TASK DESCRIPTION. Locate each line in the entries below that contains the string "tartan", and copy those lines. Treat the match as case-sensitive.

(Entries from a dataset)

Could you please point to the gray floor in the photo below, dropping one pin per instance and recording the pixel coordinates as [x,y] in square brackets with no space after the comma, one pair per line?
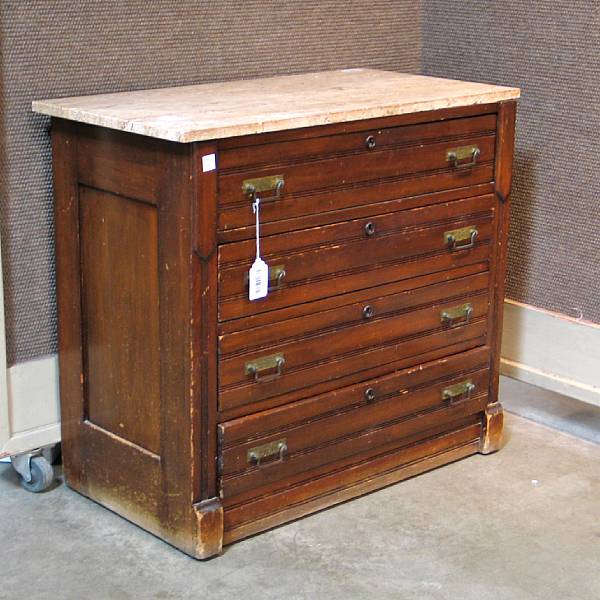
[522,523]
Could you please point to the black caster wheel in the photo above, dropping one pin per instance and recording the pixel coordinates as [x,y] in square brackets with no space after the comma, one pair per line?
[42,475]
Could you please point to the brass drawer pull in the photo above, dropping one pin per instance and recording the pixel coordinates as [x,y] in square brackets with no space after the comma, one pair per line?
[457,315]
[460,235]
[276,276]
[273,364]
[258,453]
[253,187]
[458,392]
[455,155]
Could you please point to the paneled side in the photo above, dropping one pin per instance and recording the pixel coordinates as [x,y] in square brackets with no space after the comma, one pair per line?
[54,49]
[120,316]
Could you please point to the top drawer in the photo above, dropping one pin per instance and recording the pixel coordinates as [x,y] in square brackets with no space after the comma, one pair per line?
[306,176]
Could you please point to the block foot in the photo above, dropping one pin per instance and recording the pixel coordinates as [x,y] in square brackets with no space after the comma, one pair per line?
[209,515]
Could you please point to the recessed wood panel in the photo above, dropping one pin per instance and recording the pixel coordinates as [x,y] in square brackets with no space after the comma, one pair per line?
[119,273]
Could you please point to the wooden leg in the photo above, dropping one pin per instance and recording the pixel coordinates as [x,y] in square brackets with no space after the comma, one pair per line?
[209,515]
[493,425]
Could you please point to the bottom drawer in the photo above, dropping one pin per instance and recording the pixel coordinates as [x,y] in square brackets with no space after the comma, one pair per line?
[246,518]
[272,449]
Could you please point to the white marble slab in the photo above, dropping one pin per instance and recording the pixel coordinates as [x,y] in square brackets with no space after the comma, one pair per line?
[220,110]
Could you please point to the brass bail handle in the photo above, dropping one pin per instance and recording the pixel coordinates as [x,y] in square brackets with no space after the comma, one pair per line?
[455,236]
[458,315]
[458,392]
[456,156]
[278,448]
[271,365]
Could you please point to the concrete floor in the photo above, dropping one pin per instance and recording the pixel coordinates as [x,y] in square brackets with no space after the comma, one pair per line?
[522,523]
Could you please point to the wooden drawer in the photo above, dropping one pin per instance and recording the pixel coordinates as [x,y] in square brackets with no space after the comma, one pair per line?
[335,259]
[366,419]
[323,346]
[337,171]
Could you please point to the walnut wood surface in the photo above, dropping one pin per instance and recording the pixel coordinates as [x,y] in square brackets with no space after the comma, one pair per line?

* * *

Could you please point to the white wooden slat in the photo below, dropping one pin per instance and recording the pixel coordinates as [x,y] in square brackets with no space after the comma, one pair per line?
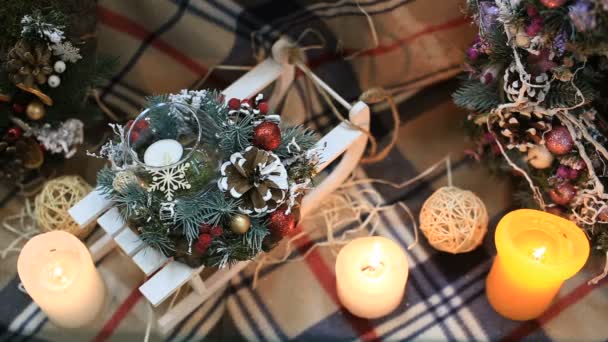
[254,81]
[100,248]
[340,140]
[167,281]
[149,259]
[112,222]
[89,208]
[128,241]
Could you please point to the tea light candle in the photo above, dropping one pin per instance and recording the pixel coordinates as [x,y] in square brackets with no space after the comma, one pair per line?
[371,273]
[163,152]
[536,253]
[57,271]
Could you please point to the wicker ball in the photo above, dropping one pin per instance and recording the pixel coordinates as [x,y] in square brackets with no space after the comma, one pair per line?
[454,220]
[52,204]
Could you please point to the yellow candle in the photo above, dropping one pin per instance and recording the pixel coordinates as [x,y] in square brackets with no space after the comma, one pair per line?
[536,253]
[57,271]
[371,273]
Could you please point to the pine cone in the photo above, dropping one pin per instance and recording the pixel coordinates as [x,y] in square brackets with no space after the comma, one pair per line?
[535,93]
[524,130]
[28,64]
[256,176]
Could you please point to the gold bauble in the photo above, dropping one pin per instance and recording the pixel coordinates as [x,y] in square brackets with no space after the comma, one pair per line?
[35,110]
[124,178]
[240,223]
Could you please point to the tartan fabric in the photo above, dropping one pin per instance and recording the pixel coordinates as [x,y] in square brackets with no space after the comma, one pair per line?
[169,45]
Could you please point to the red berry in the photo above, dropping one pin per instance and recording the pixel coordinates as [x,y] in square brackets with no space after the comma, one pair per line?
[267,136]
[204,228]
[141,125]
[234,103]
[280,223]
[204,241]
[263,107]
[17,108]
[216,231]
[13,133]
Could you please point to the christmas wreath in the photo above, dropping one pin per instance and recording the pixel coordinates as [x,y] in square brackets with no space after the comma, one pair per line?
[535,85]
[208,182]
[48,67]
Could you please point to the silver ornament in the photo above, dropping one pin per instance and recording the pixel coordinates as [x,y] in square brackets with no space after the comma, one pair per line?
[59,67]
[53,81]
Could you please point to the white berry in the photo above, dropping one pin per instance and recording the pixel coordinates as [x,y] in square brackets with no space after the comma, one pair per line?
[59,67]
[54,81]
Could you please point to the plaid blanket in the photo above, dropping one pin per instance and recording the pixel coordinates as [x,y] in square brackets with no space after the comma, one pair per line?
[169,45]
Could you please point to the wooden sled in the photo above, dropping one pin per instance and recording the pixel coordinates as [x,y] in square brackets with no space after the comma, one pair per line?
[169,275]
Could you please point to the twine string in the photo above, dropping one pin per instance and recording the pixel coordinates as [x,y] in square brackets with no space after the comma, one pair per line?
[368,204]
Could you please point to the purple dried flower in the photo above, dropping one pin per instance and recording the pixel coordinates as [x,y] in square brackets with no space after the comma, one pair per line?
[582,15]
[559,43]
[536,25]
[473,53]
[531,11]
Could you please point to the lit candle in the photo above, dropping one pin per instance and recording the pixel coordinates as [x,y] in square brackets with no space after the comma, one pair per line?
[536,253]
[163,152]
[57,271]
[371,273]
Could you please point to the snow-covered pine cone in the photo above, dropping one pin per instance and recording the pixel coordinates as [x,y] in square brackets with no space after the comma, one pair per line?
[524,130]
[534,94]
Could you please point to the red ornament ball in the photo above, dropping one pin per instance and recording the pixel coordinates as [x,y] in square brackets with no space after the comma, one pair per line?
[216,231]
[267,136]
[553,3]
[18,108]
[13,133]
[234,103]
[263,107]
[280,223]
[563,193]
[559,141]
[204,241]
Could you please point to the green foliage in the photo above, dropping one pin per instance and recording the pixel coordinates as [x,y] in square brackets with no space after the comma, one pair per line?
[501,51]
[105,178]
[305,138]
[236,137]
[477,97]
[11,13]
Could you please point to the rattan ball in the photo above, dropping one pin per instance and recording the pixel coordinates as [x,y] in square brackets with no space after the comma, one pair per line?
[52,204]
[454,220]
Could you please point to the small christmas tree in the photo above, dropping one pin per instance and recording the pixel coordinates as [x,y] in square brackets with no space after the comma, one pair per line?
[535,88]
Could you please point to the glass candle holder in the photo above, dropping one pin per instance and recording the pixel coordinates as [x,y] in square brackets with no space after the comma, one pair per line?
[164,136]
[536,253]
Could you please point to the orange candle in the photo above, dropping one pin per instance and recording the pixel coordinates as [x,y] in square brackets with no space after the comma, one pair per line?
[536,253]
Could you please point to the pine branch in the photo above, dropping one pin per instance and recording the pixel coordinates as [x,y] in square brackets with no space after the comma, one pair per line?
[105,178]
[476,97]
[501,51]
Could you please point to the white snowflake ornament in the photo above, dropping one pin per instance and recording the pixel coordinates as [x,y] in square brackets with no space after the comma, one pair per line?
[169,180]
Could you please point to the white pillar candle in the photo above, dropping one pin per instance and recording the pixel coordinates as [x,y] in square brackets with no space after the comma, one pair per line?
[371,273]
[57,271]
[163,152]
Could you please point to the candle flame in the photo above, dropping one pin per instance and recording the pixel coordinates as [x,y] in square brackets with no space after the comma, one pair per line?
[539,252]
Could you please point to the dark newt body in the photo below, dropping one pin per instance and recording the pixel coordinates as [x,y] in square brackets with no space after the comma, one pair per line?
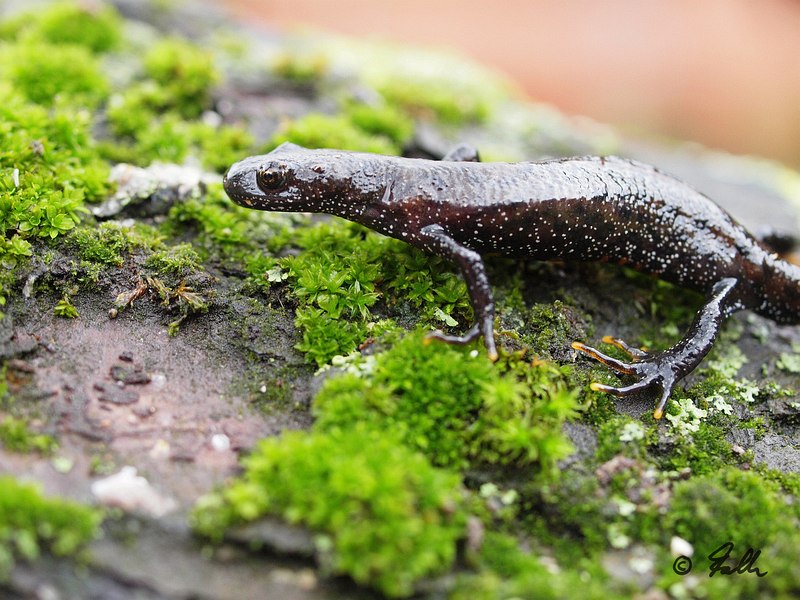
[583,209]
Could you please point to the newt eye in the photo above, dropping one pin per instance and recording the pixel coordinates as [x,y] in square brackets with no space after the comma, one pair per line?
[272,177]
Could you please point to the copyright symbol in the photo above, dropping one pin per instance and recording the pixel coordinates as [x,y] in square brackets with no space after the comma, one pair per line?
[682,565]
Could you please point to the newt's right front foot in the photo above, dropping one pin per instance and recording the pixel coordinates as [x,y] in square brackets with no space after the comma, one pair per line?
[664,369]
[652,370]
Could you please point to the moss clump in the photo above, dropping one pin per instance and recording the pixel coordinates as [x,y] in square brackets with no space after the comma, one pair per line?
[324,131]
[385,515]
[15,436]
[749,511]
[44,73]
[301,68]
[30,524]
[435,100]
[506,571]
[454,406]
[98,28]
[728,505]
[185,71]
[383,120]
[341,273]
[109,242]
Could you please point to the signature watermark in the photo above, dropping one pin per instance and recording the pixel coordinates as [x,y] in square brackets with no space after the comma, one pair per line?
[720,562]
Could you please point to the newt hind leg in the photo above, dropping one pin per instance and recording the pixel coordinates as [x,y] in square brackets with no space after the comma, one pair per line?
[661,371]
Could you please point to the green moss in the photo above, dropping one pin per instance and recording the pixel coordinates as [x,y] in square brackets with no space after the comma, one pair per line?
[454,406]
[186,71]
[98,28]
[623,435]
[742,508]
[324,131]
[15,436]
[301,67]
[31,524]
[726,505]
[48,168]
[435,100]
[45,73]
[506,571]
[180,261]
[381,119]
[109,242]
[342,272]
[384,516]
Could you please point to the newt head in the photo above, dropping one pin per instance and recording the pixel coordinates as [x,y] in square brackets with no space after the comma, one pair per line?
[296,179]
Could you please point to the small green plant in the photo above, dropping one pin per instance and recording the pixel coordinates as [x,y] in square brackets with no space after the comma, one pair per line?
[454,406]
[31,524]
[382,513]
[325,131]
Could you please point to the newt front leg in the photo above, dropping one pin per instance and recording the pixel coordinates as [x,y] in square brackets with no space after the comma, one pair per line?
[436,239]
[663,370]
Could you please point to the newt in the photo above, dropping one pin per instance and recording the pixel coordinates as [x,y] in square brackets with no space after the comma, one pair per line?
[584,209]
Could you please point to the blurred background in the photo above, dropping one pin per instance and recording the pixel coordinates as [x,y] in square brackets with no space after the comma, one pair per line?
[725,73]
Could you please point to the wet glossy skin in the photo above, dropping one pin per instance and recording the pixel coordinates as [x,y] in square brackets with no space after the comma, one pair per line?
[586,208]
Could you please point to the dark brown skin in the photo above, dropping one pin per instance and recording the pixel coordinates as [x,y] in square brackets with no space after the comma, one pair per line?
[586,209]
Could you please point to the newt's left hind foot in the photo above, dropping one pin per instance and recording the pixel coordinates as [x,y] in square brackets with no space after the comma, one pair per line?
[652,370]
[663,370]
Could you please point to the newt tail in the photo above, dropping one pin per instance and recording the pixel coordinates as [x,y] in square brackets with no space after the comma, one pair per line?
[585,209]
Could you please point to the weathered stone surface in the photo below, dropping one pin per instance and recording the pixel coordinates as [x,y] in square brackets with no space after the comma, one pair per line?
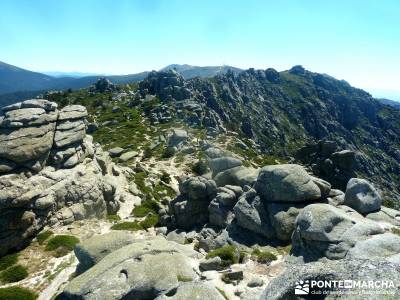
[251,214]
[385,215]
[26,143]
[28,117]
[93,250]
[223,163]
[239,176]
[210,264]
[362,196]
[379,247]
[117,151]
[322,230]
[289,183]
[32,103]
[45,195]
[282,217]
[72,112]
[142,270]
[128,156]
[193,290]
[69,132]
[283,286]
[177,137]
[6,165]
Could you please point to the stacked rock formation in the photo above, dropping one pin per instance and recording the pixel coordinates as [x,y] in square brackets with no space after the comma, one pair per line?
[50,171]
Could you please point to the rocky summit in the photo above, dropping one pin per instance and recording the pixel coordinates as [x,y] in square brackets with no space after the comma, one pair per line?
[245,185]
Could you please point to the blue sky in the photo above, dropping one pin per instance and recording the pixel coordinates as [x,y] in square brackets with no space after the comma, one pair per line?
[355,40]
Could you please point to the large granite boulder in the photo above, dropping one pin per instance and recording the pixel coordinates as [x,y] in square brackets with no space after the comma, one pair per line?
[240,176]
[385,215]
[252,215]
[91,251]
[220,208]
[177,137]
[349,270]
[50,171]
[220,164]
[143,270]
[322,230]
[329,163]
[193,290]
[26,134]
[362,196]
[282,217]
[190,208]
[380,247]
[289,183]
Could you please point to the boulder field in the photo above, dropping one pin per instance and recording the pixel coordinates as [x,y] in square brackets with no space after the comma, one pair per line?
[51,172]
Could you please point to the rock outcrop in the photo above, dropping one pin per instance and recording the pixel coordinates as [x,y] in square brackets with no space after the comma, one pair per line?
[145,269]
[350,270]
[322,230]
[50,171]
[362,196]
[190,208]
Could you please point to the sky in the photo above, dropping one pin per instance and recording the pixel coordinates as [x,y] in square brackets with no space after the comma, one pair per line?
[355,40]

SOLUTION TO THIS EXERCISE.
Could you please point to the tartan fabric in the photo above, dropping one pin per instance and recording the pixel coordinates as [x,y] in square brackets with no space after the comma, one pair per line?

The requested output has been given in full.